_Given passage_.
2 particularly stand out - from very early days! The first was a Clog zero - a brass hexagon on tiny wire - that fitted perfectly in a slot before the 5b/c step up on Tensor to the roof. (It was backed up by a quart inch angle a couple of feet away, so not too bad...)

The second was on an early ascent of Concrete Chimney, no beta in those days. My mate had wimped out of the top pitch so it was sh*t or bust, not a situation I usually rise to! I finally screwed up the courage and stepped across the void, and found a perfect placement for my virgin Stopper 6. I turned round to my mate and shouted down: 'I could kiss that Chouinard's a*se!' We referred to that stopper for a while after as a 'Chouinard's a*se nut'.
 neuromancer 15 Jan 2017
In reply to fuzzysheep01:

I seem to remember the first peg I clipped was the rusty junk before the overlap on Scratch Arete. I wonder if it's still there?

I also apocryphally placed a nut key as a piton on my first e1 (and fell a good way onto it; it held).
 Mick Ward 15 Jan 2017
In reply to Doug:

I heard the bicycle crank had rusted away to next to nothing. Would be good if someone who's been up there recently would let us know for sure. Highly memorable placement - I've always been amazed that Harding got away with it.

_What is asked_.
Reproduce the entire forum thread about memorable climbing gear placements word for word. The listing that comes next is unrelated material and stands apart from the forum thread.

_Data excerpts_.
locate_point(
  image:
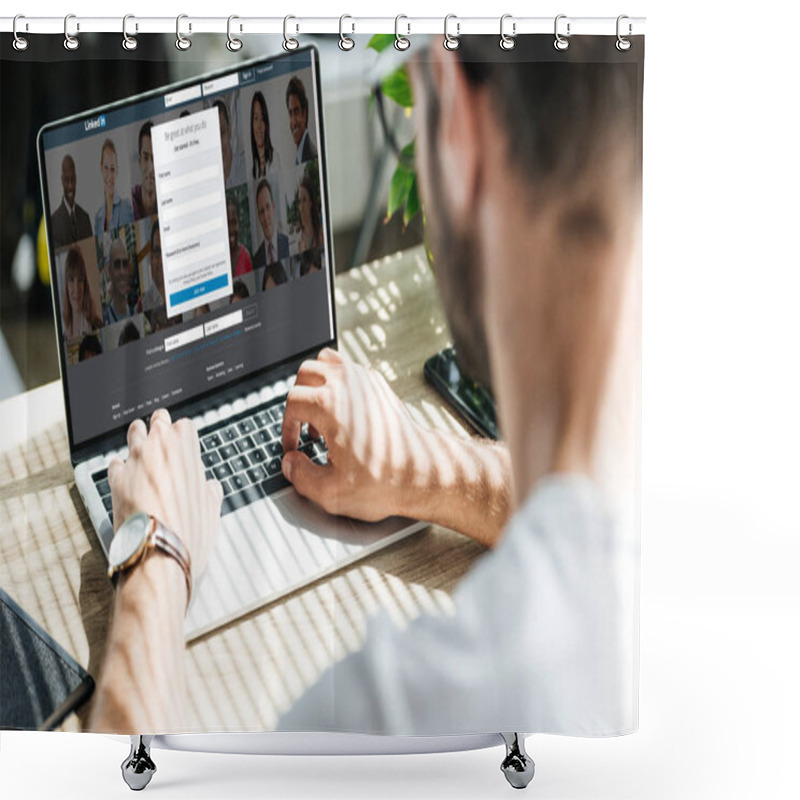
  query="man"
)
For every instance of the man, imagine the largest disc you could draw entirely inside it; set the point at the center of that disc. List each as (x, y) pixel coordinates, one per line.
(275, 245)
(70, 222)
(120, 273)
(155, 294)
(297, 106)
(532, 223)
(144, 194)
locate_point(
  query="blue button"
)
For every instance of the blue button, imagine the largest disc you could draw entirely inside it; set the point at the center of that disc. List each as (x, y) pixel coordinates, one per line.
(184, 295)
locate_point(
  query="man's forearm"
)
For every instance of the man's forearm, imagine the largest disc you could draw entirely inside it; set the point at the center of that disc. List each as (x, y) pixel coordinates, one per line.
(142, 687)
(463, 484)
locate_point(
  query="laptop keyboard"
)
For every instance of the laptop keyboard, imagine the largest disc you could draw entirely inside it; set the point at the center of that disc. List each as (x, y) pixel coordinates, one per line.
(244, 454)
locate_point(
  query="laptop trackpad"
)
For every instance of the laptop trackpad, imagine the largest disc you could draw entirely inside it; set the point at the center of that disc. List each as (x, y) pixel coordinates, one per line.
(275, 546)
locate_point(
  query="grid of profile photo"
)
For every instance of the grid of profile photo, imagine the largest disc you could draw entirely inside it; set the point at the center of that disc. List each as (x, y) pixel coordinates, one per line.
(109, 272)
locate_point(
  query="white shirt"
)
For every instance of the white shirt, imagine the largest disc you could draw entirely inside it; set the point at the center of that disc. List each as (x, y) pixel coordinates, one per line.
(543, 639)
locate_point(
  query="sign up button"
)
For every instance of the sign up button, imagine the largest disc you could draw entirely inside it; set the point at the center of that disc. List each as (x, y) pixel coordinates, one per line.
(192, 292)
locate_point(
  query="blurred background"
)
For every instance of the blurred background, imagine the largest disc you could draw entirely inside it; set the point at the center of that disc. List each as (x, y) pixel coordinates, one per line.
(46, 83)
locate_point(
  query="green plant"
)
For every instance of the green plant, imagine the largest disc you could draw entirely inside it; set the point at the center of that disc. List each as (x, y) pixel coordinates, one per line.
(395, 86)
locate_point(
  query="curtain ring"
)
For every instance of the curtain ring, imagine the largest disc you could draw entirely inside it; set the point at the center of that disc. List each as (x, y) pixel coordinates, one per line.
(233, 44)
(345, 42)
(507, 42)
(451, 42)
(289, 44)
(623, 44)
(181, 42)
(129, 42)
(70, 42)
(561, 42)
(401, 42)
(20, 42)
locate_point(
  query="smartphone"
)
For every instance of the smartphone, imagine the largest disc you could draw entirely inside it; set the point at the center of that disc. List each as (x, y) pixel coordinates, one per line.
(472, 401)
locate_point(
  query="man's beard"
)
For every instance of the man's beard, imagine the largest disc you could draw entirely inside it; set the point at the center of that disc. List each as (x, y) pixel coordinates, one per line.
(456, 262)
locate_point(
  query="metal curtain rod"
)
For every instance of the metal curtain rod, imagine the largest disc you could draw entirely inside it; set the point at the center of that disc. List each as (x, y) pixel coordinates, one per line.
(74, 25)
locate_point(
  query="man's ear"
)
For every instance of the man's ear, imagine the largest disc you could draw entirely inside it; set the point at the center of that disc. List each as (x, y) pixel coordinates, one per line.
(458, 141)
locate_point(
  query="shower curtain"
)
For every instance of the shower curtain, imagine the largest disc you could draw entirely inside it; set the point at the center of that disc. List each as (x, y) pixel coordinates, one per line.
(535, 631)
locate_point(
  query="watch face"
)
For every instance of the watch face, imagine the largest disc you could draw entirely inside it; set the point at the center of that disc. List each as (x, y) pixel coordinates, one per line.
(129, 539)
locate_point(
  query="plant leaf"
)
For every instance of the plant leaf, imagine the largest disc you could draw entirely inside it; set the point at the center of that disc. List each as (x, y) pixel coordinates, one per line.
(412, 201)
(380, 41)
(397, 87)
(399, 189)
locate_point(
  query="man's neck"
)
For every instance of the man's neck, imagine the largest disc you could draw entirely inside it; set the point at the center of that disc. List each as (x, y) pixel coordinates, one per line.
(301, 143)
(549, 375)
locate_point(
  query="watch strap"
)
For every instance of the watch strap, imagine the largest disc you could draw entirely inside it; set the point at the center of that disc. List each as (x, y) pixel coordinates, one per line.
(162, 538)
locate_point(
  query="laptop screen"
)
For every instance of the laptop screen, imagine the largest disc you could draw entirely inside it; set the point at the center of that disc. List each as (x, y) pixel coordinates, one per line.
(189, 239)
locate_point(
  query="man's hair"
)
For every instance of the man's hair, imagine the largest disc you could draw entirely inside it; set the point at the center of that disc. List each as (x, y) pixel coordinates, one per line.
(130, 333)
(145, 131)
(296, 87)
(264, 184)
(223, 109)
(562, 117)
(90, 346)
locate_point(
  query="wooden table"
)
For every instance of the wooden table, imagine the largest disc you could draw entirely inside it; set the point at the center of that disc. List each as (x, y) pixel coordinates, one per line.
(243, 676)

==

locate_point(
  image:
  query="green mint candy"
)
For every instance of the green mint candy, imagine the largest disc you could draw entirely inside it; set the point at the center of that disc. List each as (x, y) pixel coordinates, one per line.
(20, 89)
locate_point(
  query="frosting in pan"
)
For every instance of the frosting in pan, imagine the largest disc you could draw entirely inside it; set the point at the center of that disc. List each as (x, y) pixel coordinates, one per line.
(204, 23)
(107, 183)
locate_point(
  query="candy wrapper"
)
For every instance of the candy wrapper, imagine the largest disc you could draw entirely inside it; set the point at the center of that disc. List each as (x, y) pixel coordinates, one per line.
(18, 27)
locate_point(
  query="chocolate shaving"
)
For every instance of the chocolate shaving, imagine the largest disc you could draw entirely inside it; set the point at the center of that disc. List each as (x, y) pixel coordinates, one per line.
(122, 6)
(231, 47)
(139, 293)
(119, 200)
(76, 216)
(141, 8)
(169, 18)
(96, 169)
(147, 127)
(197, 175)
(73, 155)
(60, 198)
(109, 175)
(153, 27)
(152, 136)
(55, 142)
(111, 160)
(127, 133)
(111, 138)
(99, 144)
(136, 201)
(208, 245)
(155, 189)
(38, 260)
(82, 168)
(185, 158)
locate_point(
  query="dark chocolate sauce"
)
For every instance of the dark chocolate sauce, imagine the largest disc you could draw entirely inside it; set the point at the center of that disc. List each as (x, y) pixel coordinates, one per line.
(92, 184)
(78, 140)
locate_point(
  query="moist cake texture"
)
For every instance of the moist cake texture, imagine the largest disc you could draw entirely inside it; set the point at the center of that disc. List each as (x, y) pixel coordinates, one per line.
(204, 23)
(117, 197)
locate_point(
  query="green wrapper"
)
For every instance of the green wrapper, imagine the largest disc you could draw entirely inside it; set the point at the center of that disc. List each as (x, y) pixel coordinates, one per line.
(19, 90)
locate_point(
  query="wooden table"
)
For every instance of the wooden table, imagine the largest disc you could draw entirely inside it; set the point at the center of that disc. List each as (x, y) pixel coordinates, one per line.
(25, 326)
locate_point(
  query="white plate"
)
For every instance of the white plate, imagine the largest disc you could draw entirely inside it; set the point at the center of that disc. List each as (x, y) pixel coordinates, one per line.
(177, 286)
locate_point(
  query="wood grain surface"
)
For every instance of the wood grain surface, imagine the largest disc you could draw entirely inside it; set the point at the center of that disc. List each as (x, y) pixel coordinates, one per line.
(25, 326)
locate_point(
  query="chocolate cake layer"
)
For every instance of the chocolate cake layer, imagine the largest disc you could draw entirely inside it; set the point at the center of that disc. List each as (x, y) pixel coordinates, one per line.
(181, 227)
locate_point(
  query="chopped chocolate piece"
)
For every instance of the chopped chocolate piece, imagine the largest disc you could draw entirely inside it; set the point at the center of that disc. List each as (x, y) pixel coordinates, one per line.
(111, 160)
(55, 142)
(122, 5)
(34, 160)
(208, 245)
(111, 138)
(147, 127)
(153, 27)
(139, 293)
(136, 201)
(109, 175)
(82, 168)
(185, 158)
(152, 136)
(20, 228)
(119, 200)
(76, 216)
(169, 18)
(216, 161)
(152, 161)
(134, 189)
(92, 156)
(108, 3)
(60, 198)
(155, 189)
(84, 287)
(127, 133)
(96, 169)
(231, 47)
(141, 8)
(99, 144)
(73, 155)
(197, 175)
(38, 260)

_Reply to the task_.
2 particularly stand out - from very early days! The first was a Clog zero - a brass hexagon on tiny wire - that fitted perfectly in a slot before the 5b/c step up on Tensor to the roof. (It was backed up by a quart inch angle a couple of feet away, so not too bad...)

The second was on an early ascent of Concrete Chimney, no beta in those days. My mate had wimped out of the top pitch so it was sh*t or bust, not a situation I usually rise to! I finally screwed up the courage and stepped across the void, and found a perfect placement for my virgin Stopper 6. I turned round to my mate and shouted down: 'I could kiss that Chouinard's a*se!' We referred to that stopper for a while after as a 'Chouinard's a*se nut'.
 neuromancer 15 Jan 2017
In reply to fuzzysheep01:

I seem to remember the first peg I clipped was the rusty junk before the overlap on Scratch Arete. I wonder if it's still there?

I also apocryphally placed a nut key as a piton on my first e1 (and fell a good way onto it; it held).
 Mick Ward 15 Jan 2017
In reply to Doug:

I heard the bicycle crank had rusted away to next to nothing. Would be good if someone who's been up there recently would let us know for sure. Highly memorable placement - I've always been amazed that Harding got away with it.